* CONSIGNE: Relevez et recopiez chacune des lignes des entrées ci-dessous qui contiennent le mot « beak ».

* DONNÉES FOURNIES:

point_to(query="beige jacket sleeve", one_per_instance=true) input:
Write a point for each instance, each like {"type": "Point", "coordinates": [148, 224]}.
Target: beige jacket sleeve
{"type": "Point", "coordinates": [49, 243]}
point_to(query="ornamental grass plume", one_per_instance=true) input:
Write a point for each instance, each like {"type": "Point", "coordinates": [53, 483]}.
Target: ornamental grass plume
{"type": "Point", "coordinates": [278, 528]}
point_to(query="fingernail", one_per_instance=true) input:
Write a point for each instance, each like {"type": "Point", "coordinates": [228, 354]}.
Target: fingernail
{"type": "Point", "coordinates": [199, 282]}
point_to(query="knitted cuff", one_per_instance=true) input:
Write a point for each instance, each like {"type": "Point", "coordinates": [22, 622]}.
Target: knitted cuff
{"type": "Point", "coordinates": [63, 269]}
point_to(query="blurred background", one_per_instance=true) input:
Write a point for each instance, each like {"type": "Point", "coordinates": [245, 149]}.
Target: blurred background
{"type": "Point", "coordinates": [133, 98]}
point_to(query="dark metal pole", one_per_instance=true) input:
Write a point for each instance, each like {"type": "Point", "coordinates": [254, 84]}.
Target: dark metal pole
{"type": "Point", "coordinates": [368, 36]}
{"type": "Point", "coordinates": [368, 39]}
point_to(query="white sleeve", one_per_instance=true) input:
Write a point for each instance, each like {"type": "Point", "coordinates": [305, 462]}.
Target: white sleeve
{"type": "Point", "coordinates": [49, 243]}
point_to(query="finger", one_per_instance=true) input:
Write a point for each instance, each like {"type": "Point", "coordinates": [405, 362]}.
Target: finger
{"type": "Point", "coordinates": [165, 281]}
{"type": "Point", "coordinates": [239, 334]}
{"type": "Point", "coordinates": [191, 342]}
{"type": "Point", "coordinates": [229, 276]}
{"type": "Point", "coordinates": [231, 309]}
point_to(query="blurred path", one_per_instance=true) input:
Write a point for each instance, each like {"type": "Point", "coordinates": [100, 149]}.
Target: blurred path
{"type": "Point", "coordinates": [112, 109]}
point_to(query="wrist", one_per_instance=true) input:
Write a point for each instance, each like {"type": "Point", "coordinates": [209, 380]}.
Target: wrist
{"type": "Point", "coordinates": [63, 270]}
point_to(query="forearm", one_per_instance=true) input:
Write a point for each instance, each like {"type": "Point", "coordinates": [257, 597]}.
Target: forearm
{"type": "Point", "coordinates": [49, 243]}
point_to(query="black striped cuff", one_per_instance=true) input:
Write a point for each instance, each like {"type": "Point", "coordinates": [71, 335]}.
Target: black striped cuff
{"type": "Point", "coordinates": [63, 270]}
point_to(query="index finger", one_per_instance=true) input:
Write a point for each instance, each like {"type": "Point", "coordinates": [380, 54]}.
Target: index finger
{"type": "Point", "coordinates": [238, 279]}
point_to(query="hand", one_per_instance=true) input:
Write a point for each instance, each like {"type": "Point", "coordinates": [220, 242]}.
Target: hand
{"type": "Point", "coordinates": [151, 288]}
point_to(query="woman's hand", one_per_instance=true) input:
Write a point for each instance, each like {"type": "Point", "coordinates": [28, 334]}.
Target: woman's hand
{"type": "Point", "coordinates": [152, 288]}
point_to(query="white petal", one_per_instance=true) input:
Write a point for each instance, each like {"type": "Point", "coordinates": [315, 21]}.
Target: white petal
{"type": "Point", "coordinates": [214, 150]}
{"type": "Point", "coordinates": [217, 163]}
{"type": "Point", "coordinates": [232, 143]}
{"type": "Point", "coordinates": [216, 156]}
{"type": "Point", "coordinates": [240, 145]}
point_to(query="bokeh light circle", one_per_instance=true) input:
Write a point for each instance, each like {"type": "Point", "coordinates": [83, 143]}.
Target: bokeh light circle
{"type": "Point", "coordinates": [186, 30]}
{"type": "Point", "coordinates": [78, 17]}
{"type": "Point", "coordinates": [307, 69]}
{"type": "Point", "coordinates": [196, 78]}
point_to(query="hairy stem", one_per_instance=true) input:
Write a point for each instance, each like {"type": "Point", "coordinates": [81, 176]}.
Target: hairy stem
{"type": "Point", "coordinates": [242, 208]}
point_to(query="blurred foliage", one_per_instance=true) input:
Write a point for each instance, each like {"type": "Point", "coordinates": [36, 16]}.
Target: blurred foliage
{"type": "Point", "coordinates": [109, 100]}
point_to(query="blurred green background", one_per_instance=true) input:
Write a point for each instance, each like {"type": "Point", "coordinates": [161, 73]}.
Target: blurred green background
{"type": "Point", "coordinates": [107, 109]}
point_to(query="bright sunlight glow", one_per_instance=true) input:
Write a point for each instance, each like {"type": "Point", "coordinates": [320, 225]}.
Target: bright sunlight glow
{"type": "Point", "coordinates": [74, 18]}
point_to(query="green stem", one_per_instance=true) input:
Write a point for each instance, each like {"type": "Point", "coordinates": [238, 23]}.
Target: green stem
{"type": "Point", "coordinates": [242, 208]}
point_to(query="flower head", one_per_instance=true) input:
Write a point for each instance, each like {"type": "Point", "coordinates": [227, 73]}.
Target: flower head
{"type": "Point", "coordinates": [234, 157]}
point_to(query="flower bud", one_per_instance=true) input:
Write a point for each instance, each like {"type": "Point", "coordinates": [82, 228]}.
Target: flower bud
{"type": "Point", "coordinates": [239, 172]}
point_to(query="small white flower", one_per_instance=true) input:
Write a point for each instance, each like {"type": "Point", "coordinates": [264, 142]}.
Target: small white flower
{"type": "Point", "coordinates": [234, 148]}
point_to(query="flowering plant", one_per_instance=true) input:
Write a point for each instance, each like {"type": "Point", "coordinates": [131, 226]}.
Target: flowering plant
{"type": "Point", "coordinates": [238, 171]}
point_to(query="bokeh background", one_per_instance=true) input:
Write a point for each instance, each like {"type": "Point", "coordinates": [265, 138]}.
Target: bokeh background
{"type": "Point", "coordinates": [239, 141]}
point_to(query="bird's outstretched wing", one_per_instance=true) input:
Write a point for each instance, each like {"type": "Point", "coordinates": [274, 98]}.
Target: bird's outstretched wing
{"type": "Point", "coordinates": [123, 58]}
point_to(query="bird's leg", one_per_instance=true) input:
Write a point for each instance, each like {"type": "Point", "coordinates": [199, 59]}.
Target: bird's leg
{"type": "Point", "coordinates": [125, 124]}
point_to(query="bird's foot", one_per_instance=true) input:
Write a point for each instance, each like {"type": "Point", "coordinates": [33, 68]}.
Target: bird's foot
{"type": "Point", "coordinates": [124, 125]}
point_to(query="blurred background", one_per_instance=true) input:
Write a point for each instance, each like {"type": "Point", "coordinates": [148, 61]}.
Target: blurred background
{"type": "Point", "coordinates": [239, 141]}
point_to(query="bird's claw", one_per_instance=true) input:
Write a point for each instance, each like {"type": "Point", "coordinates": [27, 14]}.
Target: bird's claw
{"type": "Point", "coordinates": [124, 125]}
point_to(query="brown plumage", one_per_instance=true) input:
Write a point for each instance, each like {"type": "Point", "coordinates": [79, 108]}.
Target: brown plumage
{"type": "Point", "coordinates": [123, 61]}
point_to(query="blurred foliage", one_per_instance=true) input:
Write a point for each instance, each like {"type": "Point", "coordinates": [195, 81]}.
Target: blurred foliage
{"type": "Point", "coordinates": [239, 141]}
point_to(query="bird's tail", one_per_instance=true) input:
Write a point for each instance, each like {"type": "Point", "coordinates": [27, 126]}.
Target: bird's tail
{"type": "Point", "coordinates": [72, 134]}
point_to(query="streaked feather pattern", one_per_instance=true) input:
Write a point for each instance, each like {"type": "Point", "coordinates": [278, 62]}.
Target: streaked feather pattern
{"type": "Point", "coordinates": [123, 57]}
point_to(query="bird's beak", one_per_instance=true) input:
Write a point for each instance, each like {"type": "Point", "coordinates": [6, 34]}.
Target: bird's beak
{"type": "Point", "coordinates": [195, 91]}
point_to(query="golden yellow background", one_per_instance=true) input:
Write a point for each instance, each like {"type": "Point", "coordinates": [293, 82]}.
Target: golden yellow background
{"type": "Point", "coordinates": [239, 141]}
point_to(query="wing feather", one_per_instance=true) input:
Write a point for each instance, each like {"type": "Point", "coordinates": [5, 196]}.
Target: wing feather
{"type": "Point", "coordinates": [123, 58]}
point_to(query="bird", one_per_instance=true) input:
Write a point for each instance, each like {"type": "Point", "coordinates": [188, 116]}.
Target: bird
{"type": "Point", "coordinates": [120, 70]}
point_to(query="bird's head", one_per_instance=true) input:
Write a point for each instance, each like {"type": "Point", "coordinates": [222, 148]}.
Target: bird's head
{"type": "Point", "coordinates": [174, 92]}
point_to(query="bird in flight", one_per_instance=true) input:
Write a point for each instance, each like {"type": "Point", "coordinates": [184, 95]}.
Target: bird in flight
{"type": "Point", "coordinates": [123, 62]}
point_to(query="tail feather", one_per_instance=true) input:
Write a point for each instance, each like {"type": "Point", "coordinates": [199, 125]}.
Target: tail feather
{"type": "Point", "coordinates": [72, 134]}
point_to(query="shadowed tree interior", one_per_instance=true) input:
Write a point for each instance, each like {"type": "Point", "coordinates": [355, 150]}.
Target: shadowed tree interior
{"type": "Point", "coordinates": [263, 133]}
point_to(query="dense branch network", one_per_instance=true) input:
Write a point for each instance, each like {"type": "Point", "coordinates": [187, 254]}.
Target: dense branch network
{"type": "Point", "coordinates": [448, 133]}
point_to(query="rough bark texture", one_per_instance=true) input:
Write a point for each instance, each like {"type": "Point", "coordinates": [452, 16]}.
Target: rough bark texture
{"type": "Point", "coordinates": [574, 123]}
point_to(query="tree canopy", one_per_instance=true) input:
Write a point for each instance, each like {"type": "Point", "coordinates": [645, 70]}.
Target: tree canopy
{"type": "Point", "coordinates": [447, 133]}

* RÉSULTAT ATTENDU:
point_to(query="bird's beak", one_per_instance=true) input:
Target: bird's beak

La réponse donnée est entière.